── Data shown ──

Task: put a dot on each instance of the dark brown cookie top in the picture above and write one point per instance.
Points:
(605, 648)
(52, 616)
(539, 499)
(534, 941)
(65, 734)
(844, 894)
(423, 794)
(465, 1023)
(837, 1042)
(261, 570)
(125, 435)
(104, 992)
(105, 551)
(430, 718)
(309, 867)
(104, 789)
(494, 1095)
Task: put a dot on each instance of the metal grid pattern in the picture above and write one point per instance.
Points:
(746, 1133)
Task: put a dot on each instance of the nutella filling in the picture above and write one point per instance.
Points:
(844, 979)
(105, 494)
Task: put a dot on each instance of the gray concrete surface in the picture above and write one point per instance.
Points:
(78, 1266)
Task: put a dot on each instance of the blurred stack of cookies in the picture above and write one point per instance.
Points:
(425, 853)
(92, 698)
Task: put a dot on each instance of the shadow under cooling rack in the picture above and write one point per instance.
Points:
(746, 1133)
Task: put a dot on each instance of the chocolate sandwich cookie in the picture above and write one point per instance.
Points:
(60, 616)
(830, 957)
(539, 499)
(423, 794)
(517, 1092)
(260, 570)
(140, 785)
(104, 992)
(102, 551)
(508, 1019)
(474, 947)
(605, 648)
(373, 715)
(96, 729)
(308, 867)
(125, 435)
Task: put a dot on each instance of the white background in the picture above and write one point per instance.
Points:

───

> [Written request] Copy all of the material above line for line, changing nothing.

> [Response below]
Task: put a dot on each instance of the dark brown cookie top in the picture above and write one point per instance.
Points:
(605, 648)
(52, 616)
(539, 499)
(534, 941)
(65, 734)
(844, 894)
(423, 794)
(465, 1023)
(837, 1042)
(261, 570)
(125, 435)
(104, 992)
(105, 551)
(430, 718)
(309, 867)
(104, 789)
(494, 1095)
Task: put a dot on each instance of the metal grid pattern in the picture above and write one point per instance.
Points:
(746, 1133)
Task: put a dot on each instance of the nutella filling in the picture above and write one point per instance.
Points:
(844, 979)
(105, 494)
Task: put a dot on each instance of the gray concrete surface in the picture above and write one point per instance.
Points:
(78, 1266)
Task: put a dot on each instance of the blurred stack of cookies in the picture above and write one point per instance.
Points:
(425, 853)
(92, 698)
Task: put a dot on each instance of the shadow under cooling rack in the picture above and write one point per instance.
Points:
(746, 1133)
Task: put a dot on each instance of the chocolate sandwich cookie in the picture above and write one point per instance.
Points:
(60, 616)
(830, 957)
(539, 499)
(423, 794)
(517, 1092)
(260, 570)
(140, 785)
(104, 992)
(102, 551)
(508, 1019)
(474, 947)
(605, 648)
(373, 715)
(96, 729)
(308, 867)
(125, 435)
Task: put a dot on each instance of the white background in the picture above and write one point per instance.
Points:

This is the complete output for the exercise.